**文件正文:**
# Module 4.6: GMM + EM 演算法（進階）

## 學習目標

完成這個 notebook 後，你將能夠：

1. 理解 Gaussian Mixture Model (GMM) 的概念
2. 理解 Expectation-Maximization (EM) 演算法
3. 實作 GMM 的 E-step 和 M-step
4. 比較 GMM（軟聚類）與 K-Means（硬聚類）

## 背景知識

GMM 假設資料是由 K 個高斯分布混合而成。與 K-Means 不同，GMM 給出的是「機率性」的聚類結果。

---

## 參考資源

- Bishop PRML Ch. 9.2-9.3: Mixtures of Gaussians and EM

In [None]:
import numpy as np
import matplotlib.pyplot as plt
from matplotlib.patches import Ellipse

plt.rcParams['figure.figsize'] = [10, 6]
np.random.seed(42)

print("環境設定完成！")

---

## Part 1: Gaussian Mixture Model

### 模型定義

GMM 假設資料點 $x$ 來自 K 個高斯分布的混合：

$$p(x) = \sum_{k=1}^K \pi_k \mathcal{N}(x | \mu_k, \Sigma_k)$$

其中：
- $\pi_k$：第 k 個成分的混合係數（權重），$\sum_k \pi_k = 1$
- $\mu_k$：第 k 個高斯的均值
- $\Sigma_k$：第 k 個高斯的協方差矩陣

### 多元高斯分布

$$\mathcal{N}(x | \mu, \Sigma) = \frac{1}{(2\pi)^{D/2} |\Sigma|^{1/2}} \exp\left(-\frac{1}{2}(x-\mu)^T \Sigma^{-1} (x-\mu)\right)$$

In [None]:
def multivariate_gaussian(x, mean, cov):
    """
    計算多元高斯分布的機率密度
    
    Parameters
    ----------
    x : np.ndarray, shape (N, D) or (D,)
        資料點
    mean : np.ndarray, shape (D,)
        均值
    cov : np.ndarray, shape (D, D)
        協方差矩陣
    
    Returns
    -------
    np.ndarray, shape (N,) or float
        機率密度值
    """
    x = np.atleast_2d(x)
    N, D = x.shape
    
    # 計算常數項
    det_cov = np.linalg.det(cov)
    norm_const = 1.0 / (np.power(2 * np.pi, D/2) * np.sqrt(det_cov))
    
    # 計算指數項
    cov_inv = np.linalg.inv(cov)
    diff = x - mean  # shape (N, D)
    
    # (x-μ)^T Σ^{-1} (x-μ)
    exponent = np.sum(diff @ cov_inv * diff, axis=1)  # shape (N,)
    
    pdf = norm_const * np.exp(-0.5 * exponent)
    
    return pdf.squeeze()


# 測試
print("=== 測試多元高斯分布 ===")

mean = np.array([0, 0])
cov = np.array([[1, 0.5], [0.5, 1]])

# 在均值處的密度應該最大
print(f"p([0, 0]) = {multivariate_gaussian([0, 0], mean, cov):.4f}")
print(f"p([1, 1]) = {multivariate_gaussian([1, 1], mean, cov):.4f}")

**作答要求:** 文件正文的「參考資源」一節列出了哪份資料？

**提供資料:**
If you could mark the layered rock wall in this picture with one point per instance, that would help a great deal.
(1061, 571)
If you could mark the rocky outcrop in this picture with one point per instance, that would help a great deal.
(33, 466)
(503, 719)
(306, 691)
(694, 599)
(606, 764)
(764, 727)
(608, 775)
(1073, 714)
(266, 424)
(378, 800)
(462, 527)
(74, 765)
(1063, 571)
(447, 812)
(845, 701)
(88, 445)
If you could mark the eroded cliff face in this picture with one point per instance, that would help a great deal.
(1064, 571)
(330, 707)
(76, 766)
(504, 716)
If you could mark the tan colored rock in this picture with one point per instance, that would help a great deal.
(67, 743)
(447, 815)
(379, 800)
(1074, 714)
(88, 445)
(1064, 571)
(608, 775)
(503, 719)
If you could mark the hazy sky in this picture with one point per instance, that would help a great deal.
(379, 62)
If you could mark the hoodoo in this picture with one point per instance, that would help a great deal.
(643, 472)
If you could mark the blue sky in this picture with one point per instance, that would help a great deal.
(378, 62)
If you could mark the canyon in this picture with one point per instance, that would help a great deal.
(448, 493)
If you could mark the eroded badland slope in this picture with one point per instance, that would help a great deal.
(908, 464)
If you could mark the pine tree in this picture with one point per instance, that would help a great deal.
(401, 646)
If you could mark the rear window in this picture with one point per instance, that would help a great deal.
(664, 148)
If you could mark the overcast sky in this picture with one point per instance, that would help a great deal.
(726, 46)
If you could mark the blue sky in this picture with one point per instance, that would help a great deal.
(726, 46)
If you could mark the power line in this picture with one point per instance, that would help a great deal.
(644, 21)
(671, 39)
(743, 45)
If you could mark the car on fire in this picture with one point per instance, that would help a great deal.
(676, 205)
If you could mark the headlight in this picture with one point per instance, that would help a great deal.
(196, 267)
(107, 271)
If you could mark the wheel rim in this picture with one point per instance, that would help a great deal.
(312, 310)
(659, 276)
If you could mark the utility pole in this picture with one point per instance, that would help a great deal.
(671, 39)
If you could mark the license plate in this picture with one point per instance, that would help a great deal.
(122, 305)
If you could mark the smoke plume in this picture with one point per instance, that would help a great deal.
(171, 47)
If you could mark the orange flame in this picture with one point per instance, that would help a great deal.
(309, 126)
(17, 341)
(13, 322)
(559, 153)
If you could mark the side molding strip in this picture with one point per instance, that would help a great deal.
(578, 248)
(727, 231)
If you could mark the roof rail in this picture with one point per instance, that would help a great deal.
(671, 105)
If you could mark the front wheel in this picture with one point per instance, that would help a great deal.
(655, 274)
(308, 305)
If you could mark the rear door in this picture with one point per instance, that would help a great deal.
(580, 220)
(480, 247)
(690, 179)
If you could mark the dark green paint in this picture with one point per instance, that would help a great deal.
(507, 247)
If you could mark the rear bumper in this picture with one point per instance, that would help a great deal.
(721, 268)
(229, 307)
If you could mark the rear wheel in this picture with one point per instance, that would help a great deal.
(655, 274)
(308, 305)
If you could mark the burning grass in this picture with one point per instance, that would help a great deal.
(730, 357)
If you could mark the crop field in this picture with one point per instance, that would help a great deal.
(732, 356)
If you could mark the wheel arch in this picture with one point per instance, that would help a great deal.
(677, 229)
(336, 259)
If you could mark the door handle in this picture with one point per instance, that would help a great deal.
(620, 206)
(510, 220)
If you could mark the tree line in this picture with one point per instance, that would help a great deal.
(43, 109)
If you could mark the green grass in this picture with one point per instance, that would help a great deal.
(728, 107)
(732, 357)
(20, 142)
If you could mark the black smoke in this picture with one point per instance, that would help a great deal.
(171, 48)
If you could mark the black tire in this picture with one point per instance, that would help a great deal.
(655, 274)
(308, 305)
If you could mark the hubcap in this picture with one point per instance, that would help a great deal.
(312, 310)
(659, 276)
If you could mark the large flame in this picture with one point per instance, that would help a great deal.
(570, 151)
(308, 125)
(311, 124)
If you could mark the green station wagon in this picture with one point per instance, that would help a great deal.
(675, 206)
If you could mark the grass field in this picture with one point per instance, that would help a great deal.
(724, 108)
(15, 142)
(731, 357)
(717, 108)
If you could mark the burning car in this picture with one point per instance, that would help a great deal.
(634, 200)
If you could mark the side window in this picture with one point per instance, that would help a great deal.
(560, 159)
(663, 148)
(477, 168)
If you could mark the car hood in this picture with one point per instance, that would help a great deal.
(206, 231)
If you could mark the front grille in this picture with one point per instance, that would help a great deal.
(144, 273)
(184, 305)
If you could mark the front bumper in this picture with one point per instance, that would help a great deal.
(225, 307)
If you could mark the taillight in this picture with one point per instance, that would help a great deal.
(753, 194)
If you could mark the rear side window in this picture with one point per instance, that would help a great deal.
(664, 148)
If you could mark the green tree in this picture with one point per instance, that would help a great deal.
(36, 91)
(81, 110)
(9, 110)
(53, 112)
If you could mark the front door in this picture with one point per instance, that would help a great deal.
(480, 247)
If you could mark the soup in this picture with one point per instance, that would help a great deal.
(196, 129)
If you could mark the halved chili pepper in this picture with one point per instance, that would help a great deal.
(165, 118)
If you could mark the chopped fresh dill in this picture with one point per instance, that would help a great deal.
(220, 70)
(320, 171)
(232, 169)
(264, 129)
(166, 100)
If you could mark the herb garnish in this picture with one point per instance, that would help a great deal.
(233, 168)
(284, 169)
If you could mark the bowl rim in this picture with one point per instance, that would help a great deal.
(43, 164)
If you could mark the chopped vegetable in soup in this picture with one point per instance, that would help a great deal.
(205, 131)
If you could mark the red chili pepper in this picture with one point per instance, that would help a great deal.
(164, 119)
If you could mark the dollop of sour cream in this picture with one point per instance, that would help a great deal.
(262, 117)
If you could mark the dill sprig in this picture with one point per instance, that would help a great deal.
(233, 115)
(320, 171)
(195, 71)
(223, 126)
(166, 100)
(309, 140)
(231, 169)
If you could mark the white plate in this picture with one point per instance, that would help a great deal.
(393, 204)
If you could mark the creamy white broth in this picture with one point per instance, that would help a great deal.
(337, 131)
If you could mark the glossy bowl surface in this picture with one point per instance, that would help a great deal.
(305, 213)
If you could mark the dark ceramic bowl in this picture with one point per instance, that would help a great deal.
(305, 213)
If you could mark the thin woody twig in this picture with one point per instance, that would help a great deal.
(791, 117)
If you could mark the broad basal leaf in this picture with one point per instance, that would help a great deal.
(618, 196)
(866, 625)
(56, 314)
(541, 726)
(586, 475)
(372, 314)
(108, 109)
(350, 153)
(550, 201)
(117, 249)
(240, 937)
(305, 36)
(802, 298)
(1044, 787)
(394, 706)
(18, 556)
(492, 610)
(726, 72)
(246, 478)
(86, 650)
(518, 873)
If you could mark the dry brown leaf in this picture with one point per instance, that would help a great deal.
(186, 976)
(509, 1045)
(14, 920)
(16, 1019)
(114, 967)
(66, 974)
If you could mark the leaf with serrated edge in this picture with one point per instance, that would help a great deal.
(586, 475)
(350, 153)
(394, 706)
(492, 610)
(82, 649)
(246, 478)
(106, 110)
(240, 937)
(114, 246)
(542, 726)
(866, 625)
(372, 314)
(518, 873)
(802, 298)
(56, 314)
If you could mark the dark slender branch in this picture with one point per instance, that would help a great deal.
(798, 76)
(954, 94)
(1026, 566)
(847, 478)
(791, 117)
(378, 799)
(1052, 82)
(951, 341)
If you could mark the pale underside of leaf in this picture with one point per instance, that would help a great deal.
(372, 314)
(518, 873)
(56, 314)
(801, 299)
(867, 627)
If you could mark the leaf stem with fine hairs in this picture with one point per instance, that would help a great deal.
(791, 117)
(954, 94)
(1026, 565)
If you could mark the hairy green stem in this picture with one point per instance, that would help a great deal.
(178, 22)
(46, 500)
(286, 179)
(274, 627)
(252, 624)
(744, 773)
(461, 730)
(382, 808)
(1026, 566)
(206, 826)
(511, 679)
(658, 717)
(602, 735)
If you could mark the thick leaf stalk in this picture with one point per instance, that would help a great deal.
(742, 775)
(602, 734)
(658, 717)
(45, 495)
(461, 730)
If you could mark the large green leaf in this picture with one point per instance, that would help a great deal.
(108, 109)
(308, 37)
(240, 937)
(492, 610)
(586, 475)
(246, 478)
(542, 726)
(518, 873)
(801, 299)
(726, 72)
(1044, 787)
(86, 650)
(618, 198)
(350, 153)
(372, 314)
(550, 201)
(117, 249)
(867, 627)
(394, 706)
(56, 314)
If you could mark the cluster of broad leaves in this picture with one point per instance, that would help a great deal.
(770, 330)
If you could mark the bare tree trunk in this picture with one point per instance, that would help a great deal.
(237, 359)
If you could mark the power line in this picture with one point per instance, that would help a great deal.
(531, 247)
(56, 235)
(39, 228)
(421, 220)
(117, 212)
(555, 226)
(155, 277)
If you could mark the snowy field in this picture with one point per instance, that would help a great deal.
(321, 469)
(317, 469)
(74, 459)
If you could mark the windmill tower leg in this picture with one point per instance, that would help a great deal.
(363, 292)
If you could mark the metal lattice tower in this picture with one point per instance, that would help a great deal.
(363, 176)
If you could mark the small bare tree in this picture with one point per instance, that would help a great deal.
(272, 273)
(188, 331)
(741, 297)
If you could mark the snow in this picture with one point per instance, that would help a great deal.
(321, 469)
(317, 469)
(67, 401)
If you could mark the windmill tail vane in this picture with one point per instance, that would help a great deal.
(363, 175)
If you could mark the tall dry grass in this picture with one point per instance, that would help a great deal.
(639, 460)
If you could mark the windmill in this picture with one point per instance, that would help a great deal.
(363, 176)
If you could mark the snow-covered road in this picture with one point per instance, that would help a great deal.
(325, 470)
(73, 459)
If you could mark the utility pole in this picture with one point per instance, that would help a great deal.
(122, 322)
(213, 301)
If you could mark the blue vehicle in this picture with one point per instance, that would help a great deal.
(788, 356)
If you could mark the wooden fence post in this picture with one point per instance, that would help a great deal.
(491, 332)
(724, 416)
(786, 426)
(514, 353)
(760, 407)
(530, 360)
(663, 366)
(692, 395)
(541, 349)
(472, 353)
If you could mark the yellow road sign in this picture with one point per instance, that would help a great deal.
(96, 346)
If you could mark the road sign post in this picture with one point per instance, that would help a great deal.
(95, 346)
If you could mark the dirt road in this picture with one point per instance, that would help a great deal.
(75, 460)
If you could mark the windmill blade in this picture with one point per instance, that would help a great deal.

**參考解答:** Bishop PRML 第 9.2–9.3 節，主題為 Mixtures of Gaussians and EM。